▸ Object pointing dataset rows
========================================

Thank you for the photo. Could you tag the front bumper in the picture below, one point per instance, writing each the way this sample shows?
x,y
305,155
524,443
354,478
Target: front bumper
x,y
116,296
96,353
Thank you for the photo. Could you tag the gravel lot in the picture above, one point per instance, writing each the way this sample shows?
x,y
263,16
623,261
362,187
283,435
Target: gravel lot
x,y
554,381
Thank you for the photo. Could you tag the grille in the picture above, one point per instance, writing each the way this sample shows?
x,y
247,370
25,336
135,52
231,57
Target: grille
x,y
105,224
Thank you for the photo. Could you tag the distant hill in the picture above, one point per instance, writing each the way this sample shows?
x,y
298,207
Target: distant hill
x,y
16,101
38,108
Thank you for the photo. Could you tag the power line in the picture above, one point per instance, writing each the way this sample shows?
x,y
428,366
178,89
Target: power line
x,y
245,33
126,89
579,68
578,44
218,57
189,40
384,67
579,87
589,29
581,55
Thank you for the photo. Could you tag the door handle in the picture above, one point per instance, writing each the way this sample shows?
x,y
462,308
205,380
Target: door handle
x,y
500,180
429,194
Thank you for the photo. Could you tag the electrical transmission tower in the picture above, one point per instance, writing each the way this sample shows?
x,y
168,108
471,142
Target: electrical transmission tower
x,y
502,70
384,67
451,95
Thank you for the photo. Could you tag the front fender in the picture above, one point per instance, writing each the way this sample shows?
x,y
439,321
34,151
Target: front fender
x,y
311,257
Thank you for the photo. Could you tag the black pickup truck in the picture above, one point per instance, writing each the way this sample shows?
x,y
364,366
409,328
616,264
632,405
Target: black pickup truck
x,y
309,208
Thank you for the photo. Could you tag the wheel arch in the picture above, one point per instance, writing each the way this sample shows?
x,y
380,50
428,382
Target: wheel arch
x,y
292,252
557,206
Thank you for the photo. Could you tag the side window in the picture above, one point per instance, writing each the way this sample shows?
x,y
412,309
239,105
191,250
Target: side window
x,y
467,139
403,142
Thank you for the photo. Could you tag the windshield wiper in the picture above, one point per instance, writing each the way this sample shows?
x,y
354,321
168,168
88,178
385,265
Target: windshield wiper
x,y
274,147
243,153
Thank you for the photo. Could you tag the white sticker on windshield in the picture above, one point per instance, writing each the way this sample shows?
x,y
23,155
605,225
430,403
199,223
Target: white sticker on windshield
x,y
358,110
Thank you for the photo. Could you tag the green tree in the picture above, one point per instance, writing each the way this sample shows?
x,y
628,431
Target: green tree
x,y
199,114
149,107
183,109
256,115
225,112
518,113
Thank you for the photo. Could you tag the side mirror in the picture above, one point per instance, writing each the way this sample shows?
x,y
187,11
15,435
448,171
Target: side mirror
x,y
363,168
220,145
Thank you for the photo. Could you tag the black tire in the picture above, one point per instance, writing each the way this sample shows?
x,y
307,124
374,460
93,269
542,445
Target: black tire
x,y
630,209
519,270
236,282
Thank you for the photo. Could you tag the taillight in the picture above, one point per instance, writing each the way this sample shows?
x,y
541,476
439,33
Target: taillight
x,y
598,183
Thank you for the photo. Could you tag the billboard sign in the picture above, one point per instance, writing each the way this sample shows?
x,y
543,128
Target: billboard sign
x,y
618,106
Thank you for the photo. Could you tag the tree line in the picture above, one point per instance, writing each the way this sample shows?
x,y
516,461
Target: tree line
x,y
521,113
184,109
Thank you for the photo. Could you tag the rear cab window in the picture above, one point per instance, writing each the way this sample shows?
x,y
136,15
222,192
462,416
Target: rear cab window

========================================

▸ TASK TO COMPLETE
Output all of the object pointing dataset rows above without changing any line.

▸ RESPONSE TO THIS TASK
Thank you for the photo. Could you tag the front bumper in the picture below, one point per instance, writing each the way this sample shows?
x,y
305,155
524,443
354,478
Target: front bumper
x,y
116,296
96,353
Thank you for the photo. Could you tag the gravel lot in the picture above, one point per instance, writing each the way this sample shows?
x,y
263,16
623,261
362,187
283,435
Target: gravel lot
x,y
554,381
Thank you for the photo. Could you tag the grille in the picture above, one point per instance, writing each the way this sample shows?
x,y
247,370
25,336
135,52
231,57
Target: grille
x,y
105,224
Thank you for the photo. Could you tag the distant hill in the picture above, one point per instance, writing each the way this sample shows?
x,y
298,207
Target: distant hill
x,y
16,101
38,108
Thank you for the photo. Could you tag the power line in the picture above, one point per instance, writing each the way this sample shows?
x,y
428,366
178,89
Target: power line
x,y
245,33
126,89
579,68
578,44
218,57
189,40
384,67
579,87
589,29
581,55
Thank you for the photo. Could you tag the door handle in the picture above, one point per instance, writing each the way this sample shows?
x,y
462,308
205,380
Target: door handle
x,y
500,180
429,194
Thank you for the photo. Could you tag the electrical transmission tower in the picture above, one point per instance, writing each the way this sample shows?
x,y
168,108
471,142
Target: electrical transmission tower
x,y
502,70
384,67
451,95
Thank you for the photo. Could you tag the front fender in the picture above, one point per instance, writing each the way this sample shows?
x,y
439,321
34,151
Target: front fender
x,y
311,257
Thank you for the photo. Could you tag the black pickup truck in the picture above, one point per instance, writing each the way this sample shows?
x,y
364,366
409,328
616,264
632,405
Target: black pickup truck
x,y
309,208
Thank you for the photo. Could you tag the wheel arch in the picture above, one point per instance, writing each the way this sample shows?
x,y
380,50
428,382
Target: wheel arch
x,y
292,252
557,206
Thank you for the photo. Could you tag the side window in the picture above, one point per instance, writing each the way this sample shows?
x,y
412,309
239,105
191,250
Target: side window
x,y
467,139
403,142
Thank you for the photo. Could you tag the windshield wiper in the picture above, one point per instance, writing each the way this sample shows?
x,y
354,321
168,168
88,178
385,265
Target: windshield wiper
x,y
274,147
243,153
Thank you for the photo. Could you tag the white sticker on windshield in the picture above, one point per instance, writing each the way this sample shows?
x,y
23,155
605,225
430,403
199,223
Target: white sticker on windshield
x,y
358,110
Thank you for the photo. Could you tag the green tree in the picture above, one point per instance, writing each the way this sample shows?
x,y
628,431
Target: green tree
x,y
199,114
149,107
183,109
256,115
225,112
518,113
Thank you for the photo. Could you tag the side mirror in the picture above, one point per instance, writing each the way this sample shows?
x,y
187,11
15,435
448,171
Target: side mirror
x,y
363,168
220,145
Thank you for the photo. Could you tag the black tire in the picture above, one point per instance, writing each the way this sample shows?
x,y
307,124
374,460
93,269
542,445
Target: black tire
x,y
630,209
519,270
236,282
Thank you for the photo. Could you tag the taillight in the picture above, one point per instance, writing each the way this sample shows?
x,y
541,476
439,33
Target: taillight
x,y
598,183
Thank you for the photo. Could you tag the billboard sign in the picture above, one point per instance, writing each the way this sample shows?
x,y
543,128
Target: billboard sign
x,y
618,106
Thank you for the photo. Could you tag the tree line in the picture above, one point per instance, writing each the way this sample shows?
x,y
516,461
Target: tree line
x,y
521,113
184,109
Thank you for the photo. Could you tag the rear cab window in the picture above, one point per instance, writing each the way this sample shows?
x,y
136,15
222,192
462,416
Target: rear cab window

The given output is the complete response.